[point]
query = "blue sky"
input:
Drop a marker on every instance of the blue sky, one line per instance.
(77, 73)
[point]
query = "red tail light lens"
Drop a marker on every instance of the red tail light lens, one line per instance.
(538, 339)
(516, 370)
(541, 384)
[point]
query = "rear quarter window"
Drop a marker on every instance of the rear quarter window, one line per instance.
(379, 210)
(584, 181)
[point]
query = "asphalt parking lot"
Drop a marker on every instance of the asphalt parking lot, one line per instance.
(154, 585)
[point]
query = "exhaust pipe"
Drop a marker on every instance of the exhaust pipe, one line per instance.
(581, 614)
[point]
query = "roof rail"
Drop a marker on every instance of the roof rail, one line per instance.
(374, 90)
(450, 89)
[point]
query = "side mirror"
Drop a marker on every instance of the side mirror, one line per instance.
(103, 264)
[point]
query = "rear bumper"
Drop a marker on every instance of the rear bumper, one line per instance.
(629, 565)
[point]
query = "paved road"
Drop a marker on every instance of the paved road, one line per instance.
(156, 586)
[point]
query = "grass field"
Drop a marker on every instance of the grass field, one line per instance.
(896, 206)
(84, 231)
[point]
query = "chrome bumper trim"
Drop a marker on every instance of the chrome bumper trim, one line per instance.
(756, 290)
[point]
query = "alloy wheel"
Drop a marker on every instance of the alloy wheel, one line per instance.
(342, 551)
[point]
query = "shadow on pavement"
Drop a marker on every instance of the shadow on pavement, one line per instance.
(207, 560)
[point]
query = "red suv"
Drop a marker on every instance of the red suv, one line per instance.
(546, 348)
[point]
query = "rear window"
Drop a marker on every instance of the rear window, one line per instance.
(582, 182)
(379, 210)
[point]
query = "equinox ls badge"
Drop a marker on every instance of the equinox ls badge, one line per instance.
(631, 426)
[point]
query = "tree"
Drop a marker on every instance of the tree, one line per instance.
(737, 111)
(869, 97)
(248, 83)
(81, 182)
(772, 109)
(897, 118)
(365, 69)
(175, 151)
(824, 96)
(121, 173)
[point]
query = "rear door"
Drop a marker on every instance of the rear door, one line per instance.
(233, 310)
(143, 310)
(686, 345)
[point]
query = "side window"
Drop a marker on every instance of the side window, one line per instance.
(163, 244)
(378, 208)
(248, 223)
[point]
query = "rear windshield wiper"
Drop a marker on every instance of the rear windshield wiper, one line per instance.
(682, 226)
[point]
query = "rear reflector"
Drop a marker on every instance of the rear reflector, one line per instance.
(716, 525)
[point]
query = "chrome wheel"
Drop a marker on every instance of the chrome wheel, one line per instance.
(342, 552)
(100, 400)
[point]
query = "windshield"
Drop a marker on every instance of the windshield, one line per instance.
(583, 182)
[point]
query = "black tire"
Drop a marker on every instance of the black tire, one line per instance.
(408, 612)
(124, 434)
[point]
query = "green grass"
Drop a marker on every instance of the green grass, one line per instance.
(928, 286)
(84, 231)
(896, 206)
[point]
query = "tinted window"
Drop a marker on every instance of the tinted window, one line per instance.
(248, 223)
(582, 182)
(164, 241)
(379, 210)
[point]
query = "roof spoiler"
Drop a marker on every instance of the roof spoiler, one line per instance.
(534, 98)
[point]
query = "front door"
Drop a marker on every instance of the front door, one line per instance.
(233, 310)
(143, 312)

YOUR ASSIGNMENT: Each record must be reproduced exactly, with nothing missing.

ANSWER SPACE:
[point]
query = "blue sky"
input:
Drop a marker on every instance of the blue sky, one line per instance.
(77, 73)
[point]
query = "red tail light lens"
Drop a marker on every instance of the red tail light lens, one line per instance.
(538, 339)
(516, 370)
(541, 384)
[point]
query = "rear quarter window"
Drop a marker on every instance of the rear quarter window, one line per instance.
(379, 210)
(584, 181)
[point]
query = "asphalt parking lot"
Drop a marker on every instance of the asphalt parking lot, one line per instance.
(154, 585)
[point]
query = "exhaust pipe"
Drop a marker on every instance of the exhaust pipe, one line per instance.
(581, 614)
[point]
query = "roof rail"
Drop a marker on every instance of the roof rail, one line per instance.
(374, 90)
(450, 89)
[point]
query = "side mirror"
Drop a marker on every instance of the side mirror, one line per instance.
(103, 264)
[point]
query = "rear bumper"
Drop a marker on every instance of the rear bumper, one line per instance.
(629, 565)
[point]
query = "paved road"
Drop a marker on every instance of the paved road, one line per instance.
(156, 586)
[point]
query = "grass field"
Drop a marker on every instance of the grass field, one line per instance.
(896, 206)
(84, 231)
[point]
query = "chrome bumper trim"
Drop a marker on every instance of the chrome bumper trim, one line per instance.
(756, 290)
[point]
query = "alloy wheel"
Drop a marker on every instance of the alloy wheel, one line per instance.
(342, 551)
[point]
query = "shadow on pavement"
Drop a marker on every instance of the shadow on pavement, one line per instance.
(207, 560)
[point]
query = "red suv"
Drop a marker on every instance of the red suv, one line per instance.
(546, 348)
[point]
query = "rear window"
Drop a marker on every instance of the rear window, one line per instance.
(582, 182)
(379, 210)
[point]
query = "equinox ls badge"
Drop a marker on every instance of the equinox ls badge, one line per instance.
(631, 426)
[point]
query = "tree"
Drop a marker on every instance of the tree, one line per instance.
(737, 111)
(869, 97)
(248, 83)
(81, 182)
(772, 109)
(897, 118)
(365, 69)
(175, 151)
(824, 96)
(121, 173)
[point]
query = "rear door"
Drop a marker on every instance of the rear door, one line per instance.
(233, 310)
(143, 310)
(686, 345)
[point]
query = "side window"
Drop a marker on every instance of the side window, one line per instance.
(163, 244)
(378, 208)
(248, 223)
[point]
query = "rear windshield wiper"
Drop a marker on every instance of the rear windshield wiper, one line per instance.
(682, 226)
[point]
query = "rear reflector"
Drop a marker on every instance of the rear reflector, one line per instance.
(716, 525)
[point]
query = "chrome wheel"
Drop a marker on every instance of the chrome wheel, one line per instance.
(342, 552)
(100, 400)
[point]
query = "windshield"
Drop a marker on every instance of the windshield, one line per instance.
(583, 182)
[point]
query = "black tire"
Drop a marker on every instance of the black tire, one line per instance.
(408, 612)
(124, 434)
[point]
query = "green grass"
Drop a marker on every instance of the green grass, one line per instance.
(928, 286)
(84, 231)
(896, 206)
[point]
query = "tinted window"
Drop a marker on every instance of the tinted window, one line per instance.
(248, 223)
(582, 182)
(164, 241)
(379, 210)
[point]
query = "roof spoiler"
Drop a marker on every instance of the roof spoiler, one line per instance.
(534, 98)
[point]
query = "front door"
Drop a marker on every instance of the front door, one line per instance.
(233, 310)
(143, 312)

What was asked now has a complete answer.